----- Record set -----
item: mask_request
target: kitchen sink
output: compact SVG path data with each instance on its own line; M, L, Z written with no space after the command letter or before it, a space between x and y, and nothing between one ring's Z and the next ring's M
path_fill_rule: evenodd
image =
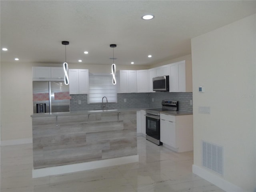
M116 111L117 110L118 110L116 109L104 109L103 110L102 109L94 109L93 110L89 111L88 112L107 112L110 111Z

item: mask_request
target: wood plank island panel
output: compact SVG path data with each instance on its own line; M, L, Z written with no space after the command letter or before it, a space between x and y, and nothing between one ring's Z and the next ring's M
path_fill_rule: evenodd
M136 118L136 111L32 117L34 168L137 155Z

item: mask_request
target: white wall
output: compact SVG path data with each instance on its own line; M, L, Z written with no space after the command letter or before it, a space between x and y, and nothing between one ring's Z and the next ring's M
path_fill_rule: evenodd
M256 15L192 40L194 166L202 140L222 146L224 175L206 172L244 191L255 187ZM204 93L199 93L204 86ZM210 106L210 114L198 113Z
M33 113L32 66L62 67L62 64L1 63L1 141L4 144L32 142ZM88 69L90 72L111 72L111 65L70 64L70 68ZM120 66L117 70L139 70L148 66Z

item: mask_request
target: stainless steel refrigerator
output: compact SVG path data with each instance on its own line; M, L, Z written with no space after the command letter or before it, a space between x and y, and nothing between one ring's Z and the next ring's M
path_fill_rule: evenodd
M69 86L62 81L33 82L34 113L70 111Z

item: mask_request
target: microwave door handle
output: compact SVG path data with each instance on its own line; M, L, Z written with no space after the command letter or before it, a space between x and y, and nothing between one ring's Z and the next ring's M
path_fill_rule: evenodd
M152 115L149 114L146 114L146 116L153 118L153 119L160 119L160 117L159 116L156 116L155 115Z

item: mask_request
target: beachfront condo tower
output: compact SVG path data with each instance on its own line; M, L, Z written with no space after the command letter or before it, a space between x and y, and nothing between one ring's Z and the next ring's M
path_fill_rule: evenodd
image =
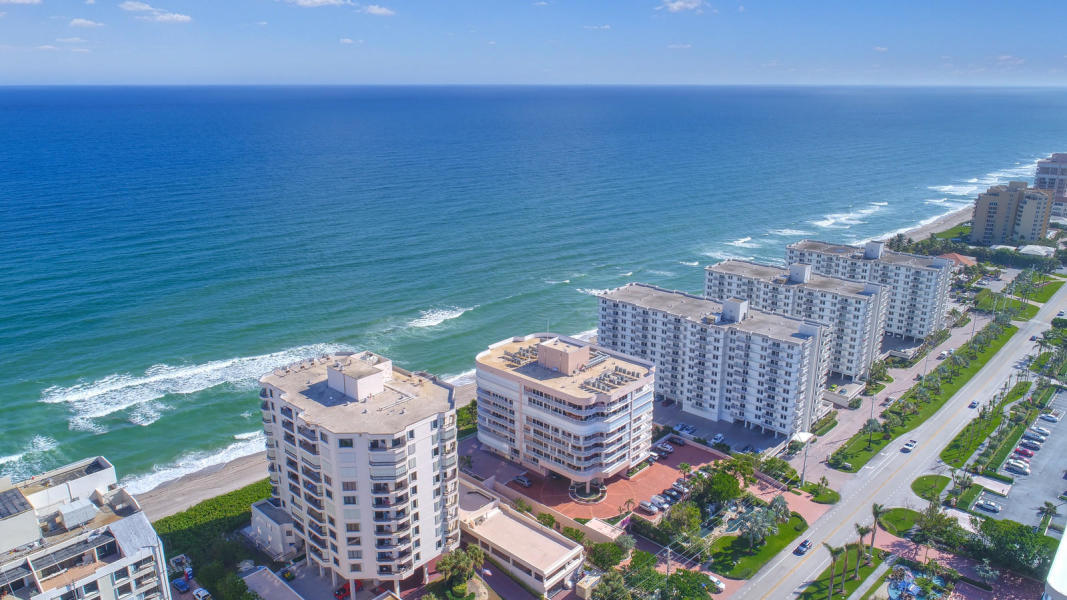
M171 600L163 542L102 456L0 477L0 598Z
M320 574L398 590L459 546L450 384L372 352L296 363L259 383L271 502Z
M765 432L807 431L826 384L829 328L632 283L600 295L596 341L652 361L656 395Z
M817 275L811 265L789 268L723 260L705 269L710 300L748 300L758 311L821 322L830 328L831 375L866 379L881 353L889 290L869 282Z
M1057 153L1038 160L1034 187L1052 196L1053 217L1067 217L1067 154Z
M993 186L974 201L971 243L993 244L1044 240L1049 233L1052 192L1025 181Z
M786 250L789 264L811 265L814 273L869 282L889 289L886 334L911 340L944 329L954 263L886 250L885 242L865 247L805 239Z
M540 475L600 483L649 457L655 367L553 333L478 354L478 441Z

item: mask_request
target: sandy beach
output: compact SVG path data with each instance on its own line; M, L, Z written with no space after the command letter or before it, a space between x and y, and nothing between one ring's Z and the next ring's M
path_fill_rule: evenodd
M457 408L471 404L474 396L474 383L457 388ZM259 452L165 481L137 494L137 500L148 519L155 521L266 478L267 453Z
M937 232L970 221L973 212L973 207L967 206L930 223L908 230L905 235L915 240L926 239ZM474 383L459 386L456 394L457 408L469 404L474 396ZM148 518L156 520L266 477L267 456L265 453L256 453L160 484L137 498Z

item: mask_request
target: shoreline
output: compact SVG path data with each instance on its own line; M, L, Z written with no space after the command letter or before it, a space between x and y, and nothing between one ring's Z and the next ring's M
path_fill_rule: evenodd
M929 223L915 225L901 233L917 241L926 239L935 233L970 221L973 214L973 206L965 206L947 215L942 215ZM893 235L896 234L889 234L881 239L888 239ZM456 391L456 407L466 406L474 399L474 396L475 384L473 382L459 385ZM228 462L212 464L176 479L163 481L144 493L136 494L136 496L148 519L155 521L265 478L267 478L267 453L260 451Z

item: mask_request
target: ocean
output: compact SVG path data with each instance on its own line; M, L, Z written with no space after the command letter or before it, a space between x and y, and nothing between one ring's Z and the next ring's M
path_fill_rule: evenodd
M0 147L0 474L102 454L145 491L260 449L273 367L469 380L598 290L1031 179L1067 91L5 88Z

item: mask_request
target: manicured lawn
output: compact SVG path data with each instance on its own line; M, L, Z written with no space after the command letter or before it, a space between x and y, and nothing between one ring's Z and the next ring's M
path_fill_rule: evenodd
M1015 316L1014 320L1029 321L1030 319L1037 316L1036 305L1031 304L1030 302L1016 300L1014 298L1009 299L1003 294L993 294L988 289L983 289L982 291L980 291L974 297L974 300L980 311L986 311L991 313L993 311L993 306L996 306L998 311L1003 311L1008 306L1021 311L1019 314Z
M999 337L993 340L993 342L982 350L977 356L971 360L971 362L964 368L959 369L959 373L952 377L951 380L944 380L941 384L941 393L931 394L929 402L920 402L919 410L915 414L909 414L904 417L904 424L895 427L890 433L890 439L886 440L882 436L875 435L871 445L867 445L867 435L857 433L853 436L848 442L843 446L838 448L833 453L833 456L840 458L841 462L847 462L851 465L850 469L839 468L841 471L846 471L849 473L856 473L860 470L867 461L871 460L876 454L881 452L889 442L896 439L908 431L911 431L915 427L919 427L926 422L934 413L936 413L943 405L951 398L960 388L967 384L967 382L974 377L985 364L991 359L998 350L1000 350L1008 340L1015 335L1018 328L1014 326L1008 326L1004 329ZM960 349L959 351L965 351ZM920 384L915 384L911 390L909 390L905 395L911 396ZM890 409L893 410L893 409ZM831 464L833 464L831 462Z
M778 525L778 533L769 536L754 553L749 551L748 543L738 536L720 537L708 549L713 560L712 570L730 579L749 579L807 528L808 523L794 512L790 522Z
M936 501L941 498L941 492L944 491L949 481L949 477L944 475L923 475L911 481L911 491L923 500Z
M1046 283L1045 285L1038 287L1034 290L1034 294L1030 297L1034 302L1048 302L1052 295L1060 291L1060 288L1064 286L1062 281L1053 281Z
M845 595L841 596L840 591L834 593L837 598L847 598L856 590L857 587L863 583L871 573L878 568L881 564L881 551L875 550L874 555L871 556L870 565L860 566L860 579L853 579L856 573L856 544L851 543L846 549L848 553L848 573L845 575ZM845 569L845 556L842 554L838 557L838 564L831 565L833 570L833 588L841 589L841 572ZM826 600L827 591L830 587L830 567L823 570L822 573L815 578L815 581L808 584L808 587L803 588L800 593L800 600Z
M941 460L952 467L962 467L967 462L967 459L978 449L982 442L1000 426L1001 420L1004 417L1004 406L1022 398L1030 391L1030 381L1016 383L1004 398L997 402L996 408L985 421L975 417L968 423L967 427L957 433L949 442L949 445L941 451Z
M811 494L811 501L816 504L837 504L841 500L841 494L837 490L831 490L826 488L823 493L815 493L818 486L814 481L808 481L803 485L803 491Z
M910 508L890 508L882 512L878 522L889 533L901 537L915 525L919 520L919 512Z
-----
**Work required**
Recast the listing above as a JSON list of strings with one string per line, omitting blank lines and leaving the pictures out.

**Response to the task**
[
  "item: mask_request",
  "target: kitchen sink",
  "output: compact SVG path data with each instance on its own line; M, L, Z written with no space after the command letter or before it, a space between x and y, and nothing between one ring's Z and the next ring's M",
  "path_fill_rule: evenodd",
  "image =",
  "M116 111L117 110L118 110L116 109L104 109L103 110L102 109L94 109L93 110L89 111L88 112L107 112L110 111Z",
  "item: mask_request",
  "target: wood plank island panel",
  "output: compact SVG path data with each instance on its own line; M, L, Z written with no space after the command letter or before it, a space between x and y, and nothing between one ring's Z and the next ring's M",
  "path_fill_rule: evenodd",
  "M136 118L136 111L32 117L34 168L137 155Z",
  "item: mask_request",
  "target: white wall",
  "output: compact SVG path data with each instance on its own line; M, L, Z written with no space after the command letter or before it, a space between x and y, and nothing between one ring's Z and the next ring's M",
  "path_fill_rule: evenodd",
  "M256 15L192 40L194 166L202 140L222 146L224 175L206 172L244 191L255 187ZM204 93L199 93L204 86ZM210 106L210 114L198 113Z",
  "M33 113L32 66L62 67L62 64L1 63L1 141L4 144L32 142ZM88 69L90 72L111 72L111 65L70 64L70 68ZM120 66L117 70L139 70L148 66Z",
  "item: mask_request",
  "target: stainless steel refrigerator",
  "output: compact SVG path data with each instance on its own line; M, L, Z written with no space after the command letter or before it, a space between x and y, and nothing between one ring's Z and the next ring's M",
  "path_fill_rule: evenodd",
  "M69 86L62 81L33 82L34 113L70 111Z",
  "item: mask_request",
  "target: microwave door handle",
  "output: compact SVG path data with each instance on its own line; M, L, Z written with no space after the command letter or before it, a space between x and y, and nothing between one ring's Z and the next ring's M",
  "path_fill_rule: evenodd",
  "M152 115L149 114L146 114L146 116L153 118L153 119L160 119L160 117L159 116L156 116L155 115Z",
  "item: mask_request",
  "target: beachfront condo tower",
  "output: compact SVG path data with each instance on its own line; M, L, Z written with no space after the command letter or before it, a space between x and y, and nothing between one ring's Z and the next ring's M",
  "path_fill_rule: evenodd",
  "image =",
  "M171 600L163 542L102 456L0 477L0 598Z",
  "M320 574L398 590L459 546L450 384L372 352L296 363L259 383L271 502Z",
  "M765 432L807 431L826 384L829 328L632 283L600 295L596 341L652 361L656 395Z",
  "M817 275L811 265L789 268L723 260L705 269L710 300L748 300L758 311L821 322L830 328L831 375L866 379L881 353L889 290L869 282Z",
  "M1057 153L1038 160L1034 187L1052 196L1053 217L1067 217L1067 154Z",
  "M993 186L974 201L971 243L993 244L1044 240L1049 233L1052 192L1025 181Z",
  "M786 250L789 264L811 265L814 273L869 282L889 289L886 334L911 340L944 329L954 263L886 250L885 242L865 247L805 239Z",
  "M540 475L600 483L649 457L655 367L553 333L478 354L478 441Z",
  "item: mask_request",
  "target: sandy beach",
  "output: compact SVG path data with each instance on its own line; M, L, Z written with no space after the command letter or before it, a space between x and y, and nothing between one ring's Z and the next ring's M",
  "path_fill_rule: evenodd",
  "M457 408L471 404L474 396L474 383L457 388ZM259 452L165 481L137 494L137 500L148 519L155 521L266 478L267 453Z",
  "M937 232L970 221L973 212L973 207L967 206L930 223L908 230L905 235L915 240L926 239ZM474 383L459 386L456 394L457 408L469 404L474 396ZM148 518L156 520L266 477L267 456L265 453L256 453L160 484L137 498Z",
  "item: mask_request",
  "target: shoreline",
  "output: compact SVG path data with each instance on its own line; M, L, Z written with no space after the command letter or before it, a space between x and y, and nothing between one ring's Z and the next ring's M",
  "path_fill_rule: evenodd",
  "M929 223L915 225L901 233L917 241L926 239L935 233L970 221L973 214L973 206L965 206L947 215L942 215ZM893 235L896 234L889 234L881 239L888 239ZM456 391L456 407L466 406L474 399L474 396L475 384L473 382L459 385ZM228 462L212 464L176 479L163 481L144 493L136 494L136 496L148 519L155 521L265 478L267 478L267 453L260 451Z",
  "item: mask_request",
  "target: ocean",
  "output: compact SVG path data with each instance on its own line; M, L, Z written with no space after the command letter or before it, a space between x and y, and nothing between one ring's Z and the next ring's M",
  "path_fill_rule: evenodd",
  "M0 147L0 474L102 454L145 491L260 449L273 367L469 380L598 290L1031 179L1067 91L5 88Z",
  "item: mask_request",
  "target: manicured lawn",
  "output: compact SVG path data with each instance on its own line; M, L, Z written with no space after the command letter or before it, a space between x and y, and nothing between one ring's Z and the next ring's M",
  "path_fill_rule: evenodd",
  "M1015 316L1014 320L1029 321L1030 319L1037 316L1036 305L1031 304L1030 302L1016 300L1014 298L1009 299L1003 294L993 294L988 289L983 289L982 291L980 291L974 297L974 300L980 311L986 311L991 313L993 311L993 306L996 306L998 311L1003 311L1008 306L1021 311L1019 314Z",
  "M999 337L993 340L993 342L982 350L977 356L971 360L971 362L964 368L959 369L959 373L952 377L951 380L944 380L941 384L941 393L931 394L929 402L920 402L919 410L915 414L909 414L904 417L904 424L895 427L890 433L890 439L886 440L882 436L875 435L871 445L867 445L867 435L857 433L853 436L848 442L843 446L838 448L833 453L833 456L840 458L841 462L847 462L851 465L850 469L839 468L841 471L846 471L849 473L856 473L860 470L867 461L871 460L876 454L881 452L889 442L896 439L908 431L911 431L915 427L919 427L926 422L934 413L936 413L943 405L951 398L960 388L967 384L967 382L974 377L985 364L991 359L998 350L1000 350L1008 340L1015 335L1018 328L1014 326L1008 326L1004 329ZM960 349L959 351L965 351ZM920 384L915 384L911 390L909 390L905 395L911 396ZM890 409L893 410L893 409ZM831 464L833 464L831 462Z",
  "M778 525L778 533L769 536L754 553L749 551L748 543L738 536L720 537L708 549L713 560L712 570L730 579L749 579L807 528L808 523L794 512L790 522Z",
  "M936 501L941 498L941 492L944 491L949 481L949 477L944 475L923 475L911 481L911 491L923 500Z",
  "M1046 283L1045 285L1038 287L1034 290L1034 294L1030 297L1034 302L1048 302L1052 295L1060 291L1060 288L1064 286L1062 281L1053 281Z",
  "M845 595L841 596L840 591L834 593L837 598L847 598L856 590L857 587L863 583L871 573L878 568L881 564L881 551L875 550L874 555L871 556L870 565L860 566L860 579L853 579L856 573L856 544L851 543L846 549L848 553L848 573L845 575ZM845 569L845 556L842 554L838 557L838 564L831 565L833 570L833 588L841 589L841 572ZM826 600L827 591L830 587L830 567L823 570L822 573L815 578L815 581L808 584L808 587L803 588L800 593L800 600Z",
  "M941 460L952 467L962 467L967 462L967 459L978 449L982 442L1000 426L1001 420L1004 417L1004 406L1022 398L1030 391L1030 381L1016 383L1004 398L997 402L996 408L985 421L975 417L968 423L967 427L957 433L949 442L949 445L941 451Z",
  "M811 494L811 501L816 504L837 504L841 500L841 494L837 490L831 490L826 488L823 493L815 493L818 486L814 481L808 481L803 485L803 491Z",
  "M910 508L890 508L882 512L878 522L889 533L901 537L915 525L919 520L919 512Z"
]